* Vorliegender Textauszug *
┌──
Der Finanzexperte glaubt, dass Deutschland die aktuellen Herausforderungen in neue Dynamik und Stärke umsetzen kann. Im Interview mit dem "Handelsblatt" spricht er über den Stimmungswandel und die Aussichten für europäische Aktien.

Mohamed El-Erian: "Nun jedoch kommt die Erkenntnis, dass die Dinge, die die gute Stimmung in der Wirtschaft und an den Märkten stören, zuerst in Kraft treten."
Mohamed El-Erian: "Nun jedoch kommt die Erkenntnis, dass die Dinge, die die gute Stimmung in der Wirtschaft und an den Märkten stören, zuerst in Kraft treten."© Chris Ratcliffe / Bloomberg

Der Umschwung am US-Aktienmarkt hat viele amerikanische Investoren unvorbereitet getroffen, sagt Finanzmarktexperte Mohamed El-Erian im Interview mit dem "Handelsblatt". Deshalb komme es gerade zu den dramatischen Kursbewegungen an der Wall Street.
└──
* Datenzeilen *
┌──
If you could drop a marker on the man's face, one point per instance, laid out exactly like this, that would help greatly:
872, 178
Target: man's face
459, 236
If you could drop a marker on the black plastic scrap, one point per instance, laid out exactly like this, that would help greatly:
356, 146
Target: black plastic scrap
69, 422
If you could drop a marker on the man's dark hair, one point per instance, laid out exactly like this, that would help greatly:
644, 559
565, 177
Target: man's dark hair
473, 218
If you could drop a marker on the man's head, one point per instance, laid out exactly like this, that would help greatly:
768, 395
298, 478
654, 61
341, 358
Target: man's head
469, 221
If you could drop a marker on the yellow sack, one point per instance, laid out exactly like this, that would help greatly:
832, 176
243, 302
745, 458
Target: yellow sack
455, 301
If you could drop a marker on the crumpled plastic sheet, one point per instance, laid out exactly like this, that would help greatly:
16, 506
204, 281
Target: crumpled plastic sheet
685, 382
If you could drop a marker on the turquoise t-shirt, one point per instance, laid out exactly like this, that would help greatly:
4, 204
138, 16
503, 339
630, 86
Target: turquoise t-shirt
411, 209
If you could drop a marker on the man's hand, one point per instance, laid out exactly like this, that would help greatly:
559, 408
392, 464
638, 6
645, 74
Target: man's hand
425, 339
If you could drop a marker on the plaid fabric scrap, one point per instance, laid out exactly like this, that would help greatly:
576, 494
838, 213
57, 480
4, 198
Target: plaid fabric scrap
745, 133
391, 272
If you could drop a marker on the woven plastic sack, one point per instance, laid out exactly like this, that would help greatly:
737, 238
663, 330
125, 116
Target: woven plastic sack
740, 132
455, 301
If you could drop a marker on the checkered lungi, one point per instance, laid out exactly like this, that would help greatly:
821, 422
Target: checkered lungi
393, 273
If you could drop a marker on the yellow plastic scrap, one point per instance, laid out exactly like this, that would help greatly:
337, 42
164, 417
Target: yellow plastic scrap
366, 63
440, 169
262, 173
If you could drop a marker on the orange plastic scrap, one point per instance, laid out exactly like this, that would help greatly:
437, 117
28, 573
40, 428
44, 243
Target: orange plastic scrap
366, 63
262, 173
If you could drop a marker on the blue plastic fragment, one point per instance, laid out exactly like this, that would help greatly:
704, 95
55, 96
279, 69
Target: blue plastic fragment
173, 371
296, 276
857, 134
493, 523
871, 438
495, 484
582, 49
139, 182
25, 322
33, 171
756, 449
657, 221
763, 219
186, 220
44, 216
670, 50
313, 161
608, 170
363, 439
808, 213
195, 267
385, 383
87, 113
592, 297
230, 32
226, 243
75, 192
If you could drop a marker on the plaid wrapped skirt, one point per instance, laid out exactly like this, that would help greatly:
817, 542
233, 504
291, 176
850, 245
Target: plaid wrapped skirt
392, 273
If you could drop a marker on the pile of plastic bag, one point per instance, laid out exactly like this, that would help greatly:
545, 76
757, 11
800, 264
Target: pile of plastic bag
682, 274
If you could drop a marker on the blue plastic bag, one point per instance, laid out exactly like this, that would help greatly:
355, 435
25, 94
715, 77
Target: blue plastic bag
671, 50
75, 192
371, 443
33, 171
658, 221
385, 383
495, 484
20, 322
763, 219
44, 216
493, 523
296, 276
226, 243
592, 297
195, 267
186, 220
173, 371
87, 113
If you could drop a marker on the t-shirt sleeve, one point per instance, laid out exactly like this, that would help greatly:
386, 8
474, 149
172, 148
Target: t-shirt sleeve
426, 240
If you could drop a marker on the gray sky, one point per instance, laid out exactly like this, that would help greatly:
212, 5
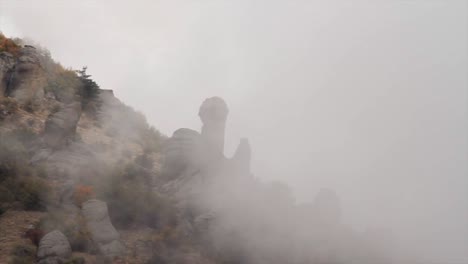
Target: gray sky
366, 97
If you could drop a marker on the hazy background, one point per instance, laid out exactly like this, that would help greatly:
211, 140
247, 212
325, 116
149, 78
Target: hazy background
366, 97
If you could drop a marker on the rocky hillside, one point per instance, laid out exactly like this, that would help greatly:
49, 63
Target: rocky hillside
85, 179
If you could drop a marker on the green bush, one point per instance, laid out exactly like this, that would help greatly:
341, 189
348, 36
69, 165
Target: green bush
23, 254
132, 201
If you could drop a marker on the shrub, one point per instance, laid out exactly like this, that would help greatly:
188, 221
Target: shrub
131, 200
8, 45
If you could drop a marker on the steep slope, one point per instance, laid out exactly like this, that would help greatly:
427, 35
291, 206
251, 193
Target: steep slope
86, 169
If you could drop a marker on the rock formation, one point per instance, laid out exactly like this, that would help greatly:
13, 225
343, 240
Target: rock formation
102, 231
213, 113
61, 125
28, 78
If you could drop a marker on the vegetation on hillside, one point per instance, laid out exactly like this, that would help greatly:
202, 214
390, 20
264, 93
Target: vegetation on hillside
8, 45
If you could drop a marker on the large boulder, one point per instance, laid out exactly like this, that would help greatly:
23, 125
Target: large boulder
213, 114
99, 225
53, 248
28, 78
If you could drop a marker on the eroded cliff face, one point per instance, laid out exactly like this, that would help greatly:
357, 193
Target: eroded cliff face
118, 190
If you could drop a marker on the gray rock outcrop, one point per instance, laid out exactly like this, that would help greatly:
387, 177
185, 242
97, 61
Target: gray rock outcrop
28, 77
53, 248
102, 231
61, 125
213, 113
7, 63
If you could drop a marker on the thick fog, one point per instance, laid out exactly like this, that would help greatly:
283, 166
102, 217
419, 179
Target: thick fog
368, 98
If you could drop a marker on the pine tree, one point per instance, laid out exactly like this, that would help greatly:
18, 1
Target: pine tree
90, 87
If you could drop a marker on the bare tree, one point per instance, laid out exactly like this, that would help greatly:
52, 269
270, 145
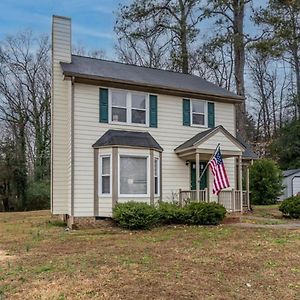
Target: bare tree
25, 104
158, 26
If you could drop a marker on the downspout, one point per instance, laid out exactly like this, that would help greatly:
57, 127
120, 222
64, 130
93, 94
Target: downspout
72, 145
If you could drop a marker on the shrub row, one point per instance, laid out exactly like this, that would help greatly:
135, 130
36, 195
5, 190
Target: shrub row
136, 215
290, 207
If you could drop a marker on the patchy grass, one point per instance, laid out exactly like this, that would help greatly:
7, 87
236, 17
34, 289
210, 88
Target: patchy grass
264, 221
40, 260
266, 211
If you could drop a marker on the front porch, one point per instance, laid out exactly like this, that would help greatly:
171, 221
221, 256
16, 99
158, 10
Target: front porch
230, 199
198, 151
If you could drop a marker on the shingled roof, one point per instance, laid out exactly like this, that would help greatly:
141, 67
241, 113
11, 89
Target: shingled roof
127, 138
92, 68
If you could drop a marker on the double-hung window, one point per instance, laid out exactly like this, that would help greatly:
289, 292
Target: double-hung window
138, 108
156, 176
133, 175
119, 106
199, 112
105, 175
128, 107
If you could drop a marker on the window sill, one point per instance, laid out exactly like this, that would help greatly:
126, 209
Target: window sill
199, 126
128, 124
134, 195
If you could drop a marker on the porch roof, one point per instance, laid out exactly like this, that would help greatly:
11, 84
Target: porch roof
206, 142
125, 138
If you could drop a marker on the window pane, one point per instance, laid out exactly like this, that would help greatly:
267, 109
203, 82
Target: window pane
198, 119
118, 114
138, 116
198, 106
156, 167
138, 101
105, 165
133, 175
118, 98
105, 184
156, 185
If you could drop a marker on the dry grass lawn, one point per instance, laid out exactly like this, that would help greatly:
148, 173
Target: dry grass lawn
40, 260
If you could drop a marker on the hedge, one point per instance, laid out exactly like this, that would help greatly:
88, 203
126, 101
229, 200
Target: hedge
135, 215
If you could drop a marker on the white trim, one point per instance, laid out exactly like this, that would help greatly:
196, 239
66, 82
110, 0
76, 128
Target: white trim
100, 175
157, 159
128, 107
205, 113
147, 156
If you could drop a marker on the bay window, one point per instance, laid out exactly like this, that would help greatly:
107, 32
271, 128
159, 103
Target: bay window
133, 175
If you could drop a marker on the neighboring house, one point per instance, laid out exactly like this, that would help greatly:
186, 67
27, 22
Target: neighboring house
291, 183
122, 132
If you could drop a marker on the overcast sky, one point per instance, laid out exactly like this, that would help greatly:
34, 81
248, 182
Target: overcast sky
92, 20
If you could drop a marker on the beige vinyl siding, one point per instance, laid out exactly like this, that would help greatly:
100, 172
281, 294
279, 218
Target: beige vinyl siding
169, 134
61, 116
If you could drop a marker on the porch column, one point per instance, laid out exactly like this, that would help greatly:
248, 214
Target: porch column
197, 176
240, 186
248, 186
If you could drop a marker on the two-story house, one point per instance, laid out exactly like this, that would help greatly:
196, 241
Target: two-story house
122, 132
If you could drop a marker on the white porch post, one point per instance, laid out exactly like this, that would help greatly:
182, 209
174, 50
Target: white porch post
248, 187
241, 182
197, 176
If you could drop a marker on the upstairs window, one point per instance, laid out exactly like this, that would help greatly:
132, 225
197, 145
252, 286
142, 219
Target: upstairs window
199, 112
118, 106
138, 111
128, 107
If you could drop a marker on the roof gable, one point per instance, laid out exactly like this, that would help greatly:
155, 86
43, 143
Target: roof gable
91, 68
209, 139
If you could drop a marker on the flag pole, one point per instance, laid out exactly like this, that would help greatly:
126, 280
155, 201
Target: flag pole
218, 147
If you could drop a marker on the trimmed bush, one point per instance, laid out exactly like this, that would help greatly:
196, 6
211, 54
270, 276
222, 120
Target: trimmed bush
290, 207
170, 213
203, 213
135, 215
265, 182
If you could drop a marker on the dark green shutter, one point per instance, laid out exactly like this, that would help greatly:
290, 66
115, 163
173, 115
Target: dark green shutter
186, 112
103, 105
153, 111
211, 114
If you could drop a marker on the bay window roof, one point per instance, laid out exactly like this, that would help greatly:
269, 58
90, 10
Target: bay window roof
135, 139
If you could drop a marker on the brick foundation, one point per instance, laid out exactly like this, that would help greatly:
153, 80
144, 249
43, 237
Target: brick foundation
87, 222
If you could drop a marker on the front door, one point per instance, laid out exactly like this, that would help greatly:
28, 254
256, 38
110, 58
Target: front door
203, 182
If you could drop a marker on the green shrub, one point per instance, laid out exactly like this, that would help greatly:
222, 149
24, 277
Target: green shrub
38, 195
290, 207
135, 215
265, 182
202, 213
170, 213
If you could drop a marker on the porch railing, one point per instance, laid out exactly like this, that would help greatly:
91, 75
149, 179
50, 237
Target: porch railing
186, 196
230, 199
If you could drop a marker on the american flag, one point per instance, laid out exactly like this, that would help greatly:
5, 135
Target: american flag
218, 169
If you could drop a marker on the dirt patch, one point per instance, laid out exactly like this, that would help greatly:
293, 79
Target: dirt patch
5, 256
└──
* Arbeitsauftrag *
Nenne alle Personen und Medien, die im Textauszug mit Namen erwähnt werden. Für die Bearbeitung werden die Daten nicht benötigt.

* Lösung *
Mohamed El-Erian, Handelsblatt, Chris Ratcliffe, Bloomberg